Your task:
Answer these from the text on how much to save below:
(a) At which firm did Anna Yen serve as a Director?
(b) What range of income do experts typically recommend saving?
(c) What share of pre-tax income do most experts suggest saving for retirement alone?

Page extract:
Anna Yen, CFA, is a financial wellness expert with two decades of experience in financial markets. This includes on the trading floors of JPMorgan and as a Director at UBS. She specializes in personal finance, derivatives, and alternative investments including crypto.
Over to Anna.
A major part of adulting involves resisting the urge to blow your extra cash and stick it in savings instead.
Typically, experts recommend saving anywhere from 10-30% of your income. But that leaves a lot of wiggle room – and an important question: how much should you save?
As it turns out, there’s not one right answer. Cleo’s here to help you determine for yourself how much to save for big goals, by age, and more.
How Much Should You Save for Retirement?
Most experts suggest saving 10-15% of your pre-tax income for retirement alone. If you hope to achieve millionaire status, you’ll want to top out that range – and then some.
You can save through vehicles like a 401(k), individual retirement account (IRA), and brokerage accounts. If your employer offers a 401(k) match, add that to your savings, too. (E.g., you save 7%, your employer contributes another 3%, that makes 10%!)

Collected material:
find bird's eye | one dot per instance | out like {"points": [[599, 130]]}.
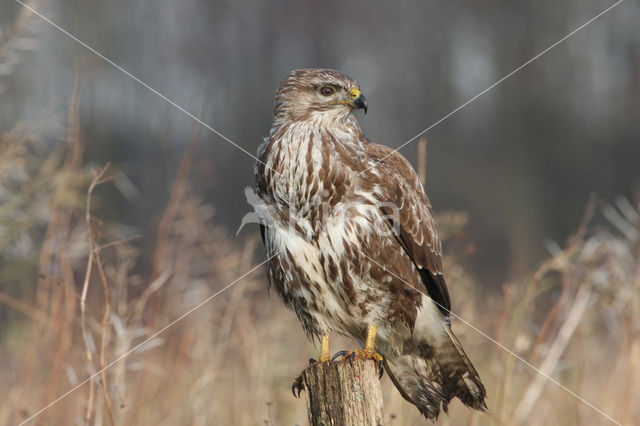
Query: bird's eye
{"points": [[327, 90]]}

Solution to the exercise:
(a) UBS
(b) 10-30% of income
(c) 10-15% of pre-tax income